## Start Records for the exercise

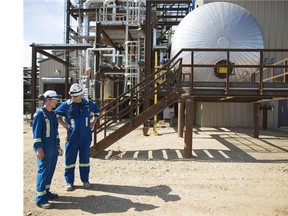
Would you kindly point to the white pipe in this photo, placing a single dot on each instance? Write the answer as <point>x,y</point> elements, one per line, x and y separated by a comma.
<point>99,49</point>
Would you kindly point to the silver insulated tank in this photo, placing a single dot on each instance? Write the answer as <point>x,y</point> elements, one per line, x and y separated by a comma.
<point>219,25</point>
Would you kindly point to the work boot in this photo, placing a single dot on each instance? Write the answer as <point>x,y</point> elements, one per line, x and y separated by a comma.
<point>69,187</point>
<point>52,196</point>
<point>87,185</point>
<point>45,205</point>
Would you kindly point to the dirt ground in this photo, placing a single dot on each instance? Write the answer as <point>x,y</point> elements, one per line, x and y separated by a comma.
<point>230,173</point>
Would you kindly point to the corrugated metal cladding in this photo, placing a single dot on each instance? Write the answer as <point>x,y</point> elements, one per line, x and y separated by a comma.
<point>272,17</point>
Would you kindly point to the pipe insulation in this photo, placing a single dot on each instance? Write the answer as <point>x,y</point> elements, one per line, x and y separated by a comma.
<point>219,25</point>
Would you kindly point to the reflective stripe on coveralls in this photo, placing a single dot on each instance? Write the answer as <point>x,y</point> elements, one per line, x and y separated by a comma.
<point>47,124</point>
<point>49,144</point>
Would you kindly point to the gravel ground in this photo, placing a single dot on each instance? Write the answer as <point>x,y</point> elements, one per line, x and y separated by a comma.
<point>230,173</point>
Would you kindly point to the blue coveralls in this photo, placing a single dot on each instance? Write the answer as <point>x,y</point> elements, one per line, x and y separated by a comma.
<point>45,135</point>
<point>79,137</point>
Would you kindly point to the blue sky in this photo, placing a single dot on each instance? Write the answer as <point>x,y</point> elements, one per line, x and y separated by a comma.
<point>43,22</point>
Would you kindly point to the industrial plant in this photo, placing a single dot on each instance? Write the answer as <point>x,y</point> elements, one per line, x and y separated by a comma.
<point>190,62</point>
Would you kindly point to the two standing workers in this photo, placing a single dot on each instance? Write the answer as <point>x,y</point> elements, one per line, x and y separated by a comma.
<point>78,116</point>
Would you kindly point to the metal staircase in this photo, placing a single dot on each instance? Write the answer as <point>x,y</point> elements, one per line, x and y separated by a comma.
<point>170,83</point>
<point>130,104</point>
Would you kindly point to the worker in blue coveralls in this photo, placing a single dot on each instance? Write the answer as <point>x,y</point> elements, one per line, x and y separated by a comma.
<point>46,144</point>
<point>78,116</point>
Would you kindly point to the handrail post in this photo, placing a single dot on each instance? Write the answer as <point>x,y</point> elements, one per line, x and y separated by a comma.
<point>261,73</point>
<point>227,73</point>
<point>192,71</point>
<point>131,103</point>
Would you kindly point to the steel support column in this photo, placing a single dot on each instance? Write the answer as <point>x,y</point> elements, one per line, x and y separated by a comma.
<point>256,120</point>
<point>189,127</point>
<point>180,117</point>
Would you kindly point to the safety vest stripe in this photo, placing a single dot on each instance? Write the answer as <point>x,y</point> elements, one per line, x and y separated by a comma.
<point>47,127</point>
<point>69,166</point>
<point>47,123</point>
<point>41,193</point>
<point>37,140</point>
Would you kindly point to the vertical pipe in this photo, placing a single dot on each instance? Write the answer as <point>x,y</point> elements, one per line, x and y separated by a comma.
<point>189,127</point>
<point>67,52</point>
<point>33,80</point>
<point>180,117</point>
<point>265,117</point>
<point>256,120</point>
<point>148,50</point>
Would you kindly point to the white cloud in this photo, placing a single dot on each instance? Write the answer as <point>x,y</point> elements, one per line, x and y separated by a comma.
<point>43,23</point>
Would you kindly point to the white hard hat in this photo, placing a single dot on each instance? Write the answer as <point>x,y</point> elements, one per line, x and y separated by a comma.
<point>51,94</point>
<point>76,90</point>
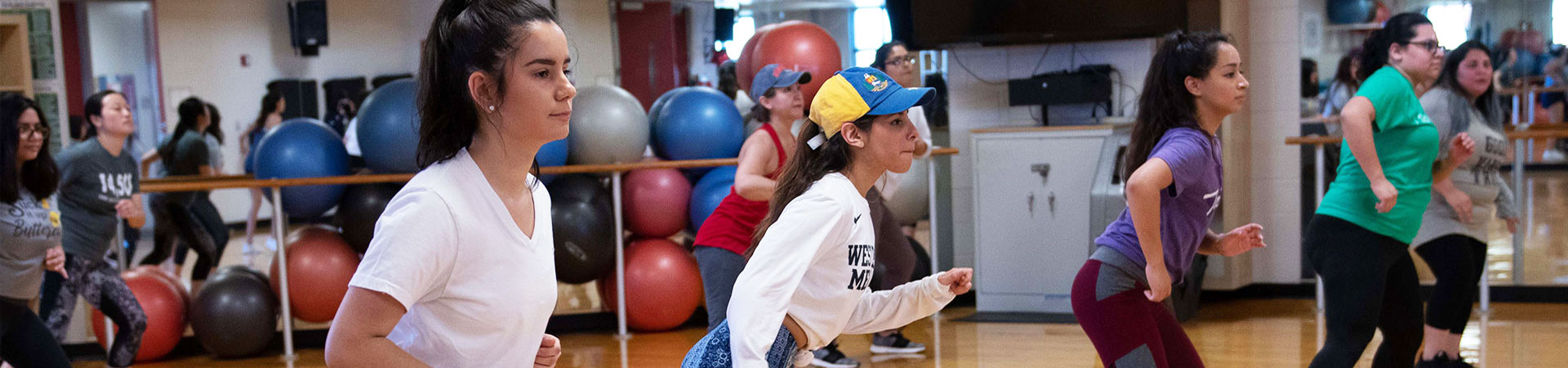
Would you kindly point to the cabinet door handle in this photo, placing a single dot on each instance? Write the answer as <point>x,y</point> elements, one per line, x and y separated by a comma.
<point>1051,200</point>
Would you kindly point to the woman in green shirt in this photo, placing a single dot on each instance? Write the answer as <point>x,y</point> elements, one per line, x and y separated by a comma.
<point>1360,240</point>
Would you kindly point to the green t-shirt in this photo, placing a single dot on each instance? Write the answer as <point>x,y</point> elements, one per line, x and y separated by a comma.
<point>1407,145</point>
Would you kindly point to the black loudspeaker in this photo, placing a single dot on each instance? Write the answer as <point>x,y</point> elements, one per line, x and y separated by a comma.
<point>724,24</point>
<point>308,25</point>
<point>1058,88</point>
<point>298,98</point>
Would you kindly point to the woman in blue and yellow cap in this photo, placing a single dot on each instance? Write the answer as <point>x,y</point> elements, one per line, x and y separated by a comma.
<point>817,241</point>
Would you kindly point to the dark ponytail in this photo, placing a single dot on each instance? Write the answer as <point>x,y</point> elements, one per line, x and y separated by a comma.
<point>1397,30</point>
<point>1165,101</point>
<point>192,109</point>
<point>804,167</point>
<point>466,37</point>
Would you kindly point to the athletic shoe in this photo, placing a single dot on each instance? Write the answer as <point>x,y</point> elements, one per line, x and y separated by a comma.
<point>894,345</point>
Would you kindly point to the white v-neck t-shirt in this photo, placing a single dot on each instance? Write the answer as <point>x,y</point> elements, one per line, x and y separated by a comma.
<point>477,289</point>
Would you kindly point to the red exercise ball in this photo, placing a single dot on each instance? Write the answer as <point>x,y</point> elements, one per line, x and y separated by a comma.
<point>173,280</point>
<point>165,312</point>
<point>744,66</point>
<point>662,285</point>
<point>799,46</point>
<point>320,265</point>
<point>656,202</point>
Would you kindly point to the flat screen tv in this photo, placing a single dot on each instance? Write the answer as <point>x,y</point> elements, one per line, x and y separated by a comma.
<point>933,24</point>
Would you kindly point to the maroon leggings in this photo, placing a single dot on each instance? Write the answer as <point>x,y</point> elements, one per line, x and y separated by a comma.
<point>1128,330</point>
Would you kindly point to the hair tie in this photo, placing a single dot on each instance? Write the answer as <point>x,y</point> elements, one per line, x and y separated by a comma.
<point>816,142</point>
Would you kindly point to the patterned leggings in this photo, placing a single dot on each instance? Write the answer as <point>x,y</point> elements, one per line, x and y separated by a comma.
<point>99,284</point>
<point>714,351</point>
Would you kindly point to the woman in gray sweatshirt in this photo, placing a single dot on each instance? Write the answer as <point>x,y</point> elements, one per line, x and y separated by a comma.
<point>1452,236</point>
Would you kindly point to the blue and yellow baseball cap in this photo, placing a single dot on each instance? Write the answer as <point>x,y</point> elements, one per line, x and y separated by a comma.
<point>858,92</point>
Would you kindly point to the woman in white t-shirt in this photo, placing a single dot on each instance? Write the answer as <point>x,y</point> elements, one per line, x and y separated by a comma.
<point>814,260</point>
<point>461,269</point>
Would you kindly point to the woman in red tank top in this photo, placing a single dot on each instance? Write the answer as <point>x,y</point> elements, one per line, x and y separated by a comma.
<point>725,236</point>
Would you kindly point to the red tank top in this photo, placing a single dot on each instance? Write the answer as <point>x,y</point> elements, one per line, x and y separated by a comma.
<point>736,219</point>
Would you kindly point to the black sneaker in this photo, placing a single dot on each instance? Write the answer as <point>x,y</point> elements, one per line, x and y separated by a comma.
<point>1443,361</point>
<point>894,345</point>
<point>831,357</point>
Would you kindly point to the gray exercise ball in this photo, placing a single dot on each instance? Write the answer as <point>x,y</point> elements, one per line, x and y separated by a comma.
<point>608,126</point>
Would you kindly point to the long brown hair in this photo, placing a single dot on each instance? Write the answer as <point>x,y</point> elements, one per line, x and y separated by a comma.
<point>1165,102</point>
<point>466,37</point>
<point>804,167</point>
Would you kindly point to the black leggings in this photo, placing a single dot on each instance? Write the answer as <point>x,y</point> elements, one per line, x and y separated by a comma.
<point>894,250</point>
<point>1459,263</point>
<point>175,219</point>
<point>100,285</point>
<point>24,340</point>
<point>1370,284</point>
<point>211,221</point>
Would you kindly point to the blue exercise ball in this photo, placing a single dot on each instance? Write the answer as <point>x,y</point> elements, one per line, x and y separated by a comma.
<point>390,128</point>
<point>659,104</point>
<point>700,123</point>
<point>552,155</point>
<point>303,148</point>
<point>709,192</point>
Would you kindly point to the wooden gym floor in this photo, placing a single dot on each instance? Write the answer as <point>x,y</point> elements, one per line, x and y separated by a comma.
<point>1276,332</point>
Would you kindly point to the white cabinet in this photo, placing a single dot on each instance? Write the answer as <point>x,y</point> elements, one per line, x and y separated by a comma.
<point>1036,211</point>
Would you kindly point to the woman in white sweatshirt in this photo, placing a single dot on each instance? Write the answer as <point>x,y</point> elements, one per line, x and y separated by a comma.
<point>813,271</point>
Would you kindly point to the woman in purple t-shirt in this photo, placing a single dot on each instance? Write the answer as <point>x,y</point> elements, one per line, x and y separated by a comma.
<point>1174,186</point>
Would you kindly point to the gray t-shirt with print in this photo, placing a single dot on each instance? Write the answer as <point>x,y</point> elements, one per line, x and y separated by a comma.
<point>1477,177</point>
<point>27,228</point>
<point>91,182</point>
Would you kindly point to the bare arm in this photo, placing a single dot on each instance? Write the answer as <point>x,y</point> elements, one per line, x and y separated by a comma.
<point>1356,122</point>
<point>359,332</point>
<point>756,155</point>
<point>1143,204</point>
<point>146,161</point>
<point>131,209</point>
<point>1211,245</point>
<point>1462,146</point>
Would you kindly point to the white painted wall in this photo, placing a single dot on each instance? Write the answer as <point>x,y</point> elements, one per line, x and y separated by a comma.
<point>1272,65</point>
<point>118,38</point>
<point>588,29</point>
<point>978,85</point>
<point>201,44</point>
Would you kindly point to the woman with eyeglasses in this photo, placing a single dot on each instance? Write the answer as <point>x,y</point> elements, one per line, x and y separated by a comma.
<point>1360,238</point>
<point>29,233</point>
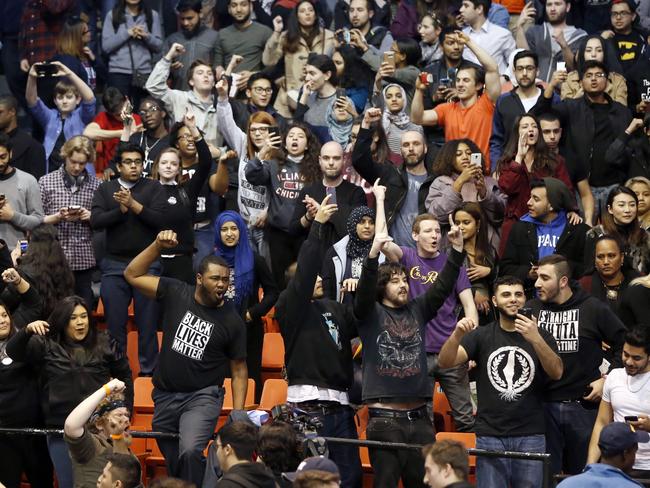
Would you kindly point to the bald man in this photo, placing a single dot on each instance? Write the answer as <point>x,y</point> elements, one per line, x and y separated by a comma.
<point>407,186</point>
<point>345,194</point>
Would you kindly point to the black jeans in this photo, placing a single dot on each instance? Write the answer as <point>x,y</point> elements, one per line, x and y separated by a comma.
<point>391,465</point>
<point>340,423</point>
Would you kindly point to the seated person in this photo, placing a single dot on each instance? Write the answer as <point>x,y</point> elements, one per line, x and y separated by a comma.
<point>610,278</point>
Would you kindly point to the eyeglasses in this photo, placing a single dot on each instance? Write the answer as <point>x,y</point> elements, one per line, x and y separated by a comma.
<point>132,162</point>
<point>149,110</point>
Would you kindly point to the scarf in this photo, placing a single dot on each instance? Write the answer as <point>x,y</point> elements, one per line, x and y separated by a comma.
<point>240,257</point>
<point>357,248</point>
<point>402,119</point>
<point>339,131</point>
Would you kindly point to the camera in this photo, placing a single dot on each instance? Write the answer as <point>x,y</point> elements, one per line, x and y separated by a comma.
<point>306,428</point>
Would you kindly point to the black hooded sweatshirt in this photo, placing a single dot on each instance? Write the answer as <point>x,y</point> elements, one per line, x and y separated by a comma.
<point>580,326</point>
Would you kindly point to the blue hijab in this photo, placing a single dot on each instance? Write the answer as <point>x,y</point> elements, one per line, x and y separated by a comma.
<point>240,257</point>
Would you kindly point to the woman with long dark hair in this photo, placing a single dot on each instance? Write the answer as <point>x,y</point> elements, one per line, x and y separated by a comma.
<point>181,197</point>
<point>595,48</point>
<point>131,35</point>
<point>621,221</point>
<point>19,401</point>
<point>481,260</point>
<point>302,36</point>
<point>74,360</point>
<point>45,266</point>
<point>526,157</point>
<point>248,271</point>
<point>284,176</point>
<point>460,181</point>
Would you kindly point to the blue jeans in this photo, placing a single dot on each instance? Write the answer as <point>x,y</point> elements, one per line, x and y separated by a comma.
<point>516,473</point>
<point>194,415</point>
<point>341,424</point>
<point>61,460</point>
<point>455,383</point>
<point>568,431</point>
<point>600,194</point>
<point>116,294</point>
<point>390,465</point>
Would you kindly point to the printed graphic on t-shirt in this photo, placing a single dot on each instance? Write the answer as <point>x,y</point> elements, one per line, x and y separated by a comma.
<point>290,184</point>
<point>564,326</point>
<point>511,370</point>
<point>398,347</point>
<point>427,279</point>
<point>333,329</point>
<point>192,336</point>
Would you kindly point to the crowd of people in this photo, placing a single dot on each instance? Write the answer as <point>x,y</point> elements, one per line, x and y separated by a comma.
<point>417,191</point>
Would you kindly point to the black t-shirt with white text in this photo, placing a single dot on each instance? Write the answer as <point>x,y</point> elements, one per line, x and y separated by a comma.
<point>198,341</point>
<point>510,382</point>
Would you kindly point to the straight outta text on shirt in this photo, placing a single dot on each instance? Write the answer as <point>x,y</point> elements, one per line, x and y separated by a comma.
<point>192,336</point>
<point>562,325</point>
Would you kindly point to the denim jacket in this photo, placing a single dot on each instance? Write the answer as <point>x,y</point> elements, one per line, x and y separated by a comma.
<point>51,121</point>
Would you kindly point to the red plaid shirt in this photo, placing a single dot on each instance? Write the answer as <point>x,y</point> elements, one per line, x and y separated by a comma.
<point>75,237</point>
<point>40,25</point>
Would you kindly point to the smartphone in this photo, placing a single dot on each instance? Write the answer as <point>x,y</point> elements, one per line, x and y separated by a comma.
<point>343,36</point>
<point>526,312</point>
<point>445,82</point>
<point>331,191</point>
<point>475,159</point>
<point>426,78</point>
<point>46,69</point>
<point>389,57</point>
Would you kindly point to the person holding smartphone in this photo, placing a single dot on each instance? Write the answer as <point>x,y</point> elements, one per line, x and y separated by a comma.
<point>67,196</point>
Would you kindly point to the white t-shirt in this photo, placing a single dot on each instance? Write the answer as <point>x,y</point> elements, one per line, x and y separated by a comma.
<point>630,395</point>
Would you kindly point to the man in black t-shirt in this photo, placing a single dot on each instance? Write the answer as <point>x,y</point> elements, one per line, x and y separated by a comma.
<point>202,335</point>
<point>514,358</point>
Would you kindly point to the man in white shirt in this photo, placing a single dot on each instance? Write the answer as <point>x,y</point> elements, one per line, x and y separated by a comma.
<point>626,395</point>
<point>497,41</point>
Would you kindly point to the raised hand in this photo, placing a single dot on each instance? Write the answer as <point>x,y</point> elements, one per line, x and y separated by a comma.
<point>326,210</point>
<point>166,239</point>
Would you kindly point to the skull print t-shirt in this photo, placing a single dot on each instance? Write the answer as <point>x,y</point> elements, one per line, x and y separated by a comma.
<point>510,383</point>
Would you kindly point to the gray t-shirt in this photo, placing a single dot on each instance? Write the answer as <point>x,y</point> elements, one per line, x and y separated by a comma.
<point>401,227</point>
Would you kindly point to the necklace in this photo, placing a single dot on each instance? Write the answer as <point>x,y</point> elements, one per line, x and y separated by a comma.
<point>641,387</point>
<point>612,290</point>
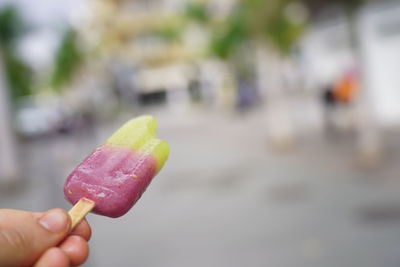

## End Records for the exercise

◆ **What you will do**:
Turn the rows from the line containing "Would you kindly point to the gray t-shirt in" through the end of the rows, both ends included, into a numbered list. Skip any blank lines and leave out the pictures.

◆ **Problem solution**:
1. Would you kindly point to the gray t-shirt in this photo, placing a single dot on each instance? Write the answer as <point>x,y</point> elements, one per line, x and y separated by a comma.
2. <point>401,227</point>
3. Would you kindly point to the necklace in this photo, placing a single dot on each instance? Write the answer as <point>x,y</point> elements, one per line, x and y separated by a comma.
4. <point>641,387</point>
5. <point>612,290</point>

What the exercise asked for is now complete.